"""
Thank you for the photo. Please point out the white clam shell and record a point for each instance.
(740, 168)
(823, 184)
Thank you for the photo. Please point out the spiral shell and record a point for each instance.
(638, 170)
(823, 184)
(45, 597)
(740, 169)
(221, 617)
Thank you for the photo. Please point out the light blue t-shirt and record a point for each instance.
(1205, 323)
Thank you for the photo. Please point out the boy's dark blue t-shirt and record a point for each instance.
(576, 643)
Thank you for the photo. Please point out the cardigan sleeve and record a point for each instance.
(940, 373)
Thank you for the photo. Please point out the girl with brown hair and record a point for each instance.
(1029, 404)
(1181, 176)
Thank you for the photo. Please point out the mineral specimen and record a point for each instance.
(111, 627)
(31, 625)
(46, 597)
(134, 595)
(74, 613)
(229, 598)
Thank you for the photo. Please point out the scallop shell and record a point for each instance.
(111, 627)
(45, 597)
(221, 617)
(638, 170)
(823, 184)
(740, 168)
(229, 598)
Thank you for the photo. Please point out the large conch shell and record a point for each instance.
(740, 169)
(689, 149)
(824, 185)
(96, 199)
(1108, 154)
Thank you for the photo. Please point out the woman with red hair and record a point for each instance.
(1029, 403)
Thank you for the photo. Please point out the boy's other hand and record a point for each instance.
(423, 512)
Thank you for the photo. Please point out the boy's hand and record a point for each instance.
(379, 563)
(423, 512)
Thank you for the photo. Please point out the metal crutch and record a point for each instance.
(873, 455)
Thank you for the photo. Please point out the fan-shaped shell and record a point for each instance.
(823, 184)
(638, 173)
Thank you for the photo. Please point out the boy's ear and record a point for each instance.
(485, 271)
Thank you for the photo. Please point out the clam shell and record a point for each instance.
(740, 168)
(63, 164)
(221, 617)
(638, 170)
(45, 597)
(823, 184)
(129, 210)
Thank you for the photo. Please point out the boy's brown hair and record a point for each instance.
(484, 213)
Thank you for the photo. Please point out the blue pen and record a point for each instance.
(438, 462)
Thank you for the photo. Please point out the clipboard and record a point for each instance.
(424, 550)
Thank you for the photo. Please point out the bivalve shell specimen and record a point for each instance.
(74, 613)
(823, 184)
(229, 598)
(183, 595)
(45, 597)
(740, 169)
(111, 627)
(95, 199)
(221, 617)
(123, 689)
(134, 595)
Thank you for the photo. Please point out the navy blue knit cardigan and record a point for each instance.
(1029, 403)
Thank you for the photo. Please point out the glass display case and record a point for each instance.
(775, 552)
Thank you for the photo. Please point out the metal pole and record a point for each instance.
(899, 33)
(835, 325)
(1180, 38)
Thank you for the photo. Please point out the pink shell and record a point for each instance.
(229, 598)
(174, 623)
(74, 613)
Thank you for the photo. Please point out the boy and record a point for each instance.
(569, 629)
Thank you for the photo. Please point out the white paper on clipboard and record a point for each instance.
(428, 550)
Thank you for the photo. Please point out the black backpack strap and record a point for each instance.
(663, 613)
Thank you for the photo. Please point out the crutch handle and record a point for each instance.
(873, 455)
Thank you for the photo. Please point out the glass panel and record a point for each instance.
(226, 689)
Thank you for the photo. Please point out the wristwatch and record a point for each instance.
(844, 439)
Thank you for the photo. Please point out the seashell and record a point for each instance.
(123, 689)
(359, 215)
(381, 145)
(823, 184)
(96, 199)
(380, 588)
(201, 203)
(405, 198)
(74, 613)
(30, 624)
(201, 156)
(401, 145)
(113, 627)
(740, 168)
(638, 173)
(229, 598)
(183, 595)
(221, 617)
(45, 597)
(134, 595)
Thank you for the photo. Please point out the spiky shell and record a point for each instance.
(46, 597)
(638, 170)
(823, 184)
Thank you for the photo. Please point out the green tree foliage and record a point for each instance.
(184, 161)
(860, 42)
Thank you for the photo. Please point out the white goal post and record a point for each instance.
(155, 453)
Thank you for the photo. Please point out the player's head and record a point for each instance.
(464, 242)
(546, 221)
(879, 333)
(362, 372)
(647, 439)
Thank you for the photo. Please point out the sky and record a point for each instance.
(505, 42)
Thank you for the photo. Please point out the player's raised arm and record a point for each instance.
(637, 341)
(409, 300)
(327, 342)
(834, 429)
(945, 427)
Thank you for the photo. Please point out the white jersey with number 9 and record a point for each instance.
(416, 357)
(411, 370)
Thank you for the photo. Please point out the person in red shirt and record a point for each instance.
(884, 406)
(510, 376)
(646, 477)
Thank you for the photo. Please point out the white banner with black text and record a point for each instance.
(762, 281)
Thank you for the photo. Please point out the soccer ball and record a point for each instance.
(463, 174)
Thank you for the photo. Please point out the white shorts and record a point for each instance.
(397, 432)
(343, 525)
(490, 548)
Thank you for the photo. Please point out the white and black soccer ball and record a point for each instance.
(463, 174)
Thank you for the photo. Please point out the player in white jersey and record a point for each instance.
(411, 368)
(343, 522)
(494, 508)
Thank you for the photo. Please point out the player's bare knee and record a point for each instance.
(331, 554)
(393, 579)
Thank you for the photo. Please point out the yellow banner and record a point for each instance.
"""
Word for word, give back the data shown above.

Expected output =
Thank you for the photo. Please point out the white clam shell and record a point for each instance.
(740, 168)
(823, 184)
Thank you for the photo. Please point out the spiral shell and record a point for each instance.
(638, 170)
(823, 184)
(45, 597)
(740, 169)
(221, 617)
Thank you for the photo. Please point out the light blue t-shirt and record a point for each instance.
(1205, 323)
Thank you for the photo. Please point out the boy's dark blue t-shirt and record a point for each instance.
(576, 643)
Thank you for the photo. Please point out the cardigan sleeve and record a point for each instance.
(940, 373)
Thank you for the photo. Please point out the girl with brown hair and record a point for each instance.
(1029, 404)
(1181, 176)
Thank you for the photo. Please point out the mineral specimen and record a point for each instance.
(111, 627)
(31, 625)
(46, 597)
(134, 595)
(74, 613)
(229, 598)
Thank you for the photo. Please point out the scallop shell and record a point for each instance.
(111, 627)
(45, 597)
(221, 617)
(638, 170)
(823, 184)
(740, 168)
(229, 598)
Thank you for the photo. Please point out the large conch shell and record a point for each instance.
(740, 169)
(689, 149)
(824, 185)
(96, 199)
(1108, 154)
Thank you for the photo. Please point out the woman with red hair and record a point for each instance.
(1029, 403)
Thank you for the photo. Please point out the boy's other hand and record a point for each instance.
(423, 512)
Thank you for the photo. Please point out the boy's hand and record a point for each instance.
(379, 563)
(423, 512)
Thank you for the photo. Please point out the metal crutch and record a point for each instance.
(873, 455)
Thank you for the photo. Please point out the fan-shaped shell and record a point for each instance.
(823, 184)
(638, 173)
Thank you for the photo. Please point out the boy's ear and record a point for each instance.
(485, 271)
Thank you for the photo. Please point out the clam shell and record a point for each instance.
(740, 168)
(63, 164)
(221, 617)
(638, 170)
(45, 597)
(823, 184)
(129, 210)
Thank you for the photo. Please point out the boy's brown hair and record a point for each instance.
(484, 213)
Thank you for the photo. Please point out the blue pen and record a point for each instance.
(438, 462)
Thank you for the photo. Please point out the clipboard and record a point for each instance.
(424, 550)
Thank you for the photo. Please point out the bivalve shell specimen and record a point for each instance.
(74, 613)
(823, 184)
(229, 598)
(183, 595)
(45, 597)
(740, 169)
(111, 627)
(95, 199)
(221, 617)
(123, 689)
(134, 595)
Thank you for the photo. Please point out the navy blue knit cardigan and record a point for each instance.
(1029, 403)
Thank you for the photo. Please point out the glass display case and record a point for each instance.
(775, 552)
Thank you for the photo. Please point out the metal pole and record a point for each instance.
(899, 33)
(835, 325)
(1180, 38)
Thank you for the photo. Please point out the pink shell and record a point for each instance.
(229, 598)
(174, 623)
(74, 613)
Thank you for the photo. Please point out the boy and record a point for each instance.
(569, 629)
Thank you for the photo. Please point out the white paper on clipboard and record a point for each instance.
(428, 550)
Thank you for the photo. Please point out the black backpack strap and record a point for each instance.
(663, 613)
Thank you for the photo. Please point out the crutch handle and record a point for each instance.
(873, 455)
Thank you for the photo. Please point out the glass panel and record a point for each instance.
(226, 689)
Thank you for the photo. Please point out the wristwatch and record a point for each instance.
(844, 439)
Thank you for the photo. Please point out the seashell and record a point for each instance.
(123, 689)
(359, 215)
(381, 145)
(823, 184)
(96, 199)
(380, 588)
(201, 203)
(405, 198)
(74, 613)
(30, 624)
(201, 156)
(401, 145)
(113, 627)
(740, 168)
(638, 173)
(229, 598)
(183, 595)
(221, 617)
(45, 597)
(134, 595)
Thank you for the photo. Please point out the spiky shell and record a point for each instance.
(46, 597)
(638, 170)
(823, 184)
Thank you for the photo. Please point out the green tree foliage and record a point for each instance.
(184, 161)
(860, 42)
Thank you for the photo. Please point out the white goal post and record a point for each instance.
(155, 453)
Thank you for the photo. Please point out the player's head and record a point for each instance.
(464, 242)
(546, 221)
(879, 333)
(362, 372)
(647, 439)
Thank you for the photo. Please point out the sky and record a point for each instance.
(505, 42)
Thank you for the photo. Please point out the player's raised arm and record a point for each instance.
(637, 341)
(409, 300)
(327, 342)
(834, 429)
(945, 427)
Thank you for the photo. Please point out the white jersey with number 9 and record a point for each instance.
(416, 357)
(411, 370)
Thank you for the photo. Please point out the person in red shirt and record a point for each instance.
(884, 406)
(510, 376)
(646, 477)
Thank you for the photo. Please point out the white banner with black text and record a point for each instance.
(762, 281)
Thank you for the photo. Please point out the soccer ball and record a point for each instance.
(463, 174)
Thank you for the photo. Please point out the white shorts and record a point for each instance.
(397, 432)
(343, 525)
(490, 548)
Thank you for the photo. Please point out the white and black soccer ball and record a point for each instance.
(463, 174)
Thank you for the photo. Please point out the player in white jersey and record a point for each instance.
(411, 368)
(343, 522)
(494, 508)
Thank you for the photo. Please point out the player's bare knee and record a point for each instance.
(331, 554)
(393, 579)
Thank you for the photo. Please point out the yellow banner and record a point for each instance.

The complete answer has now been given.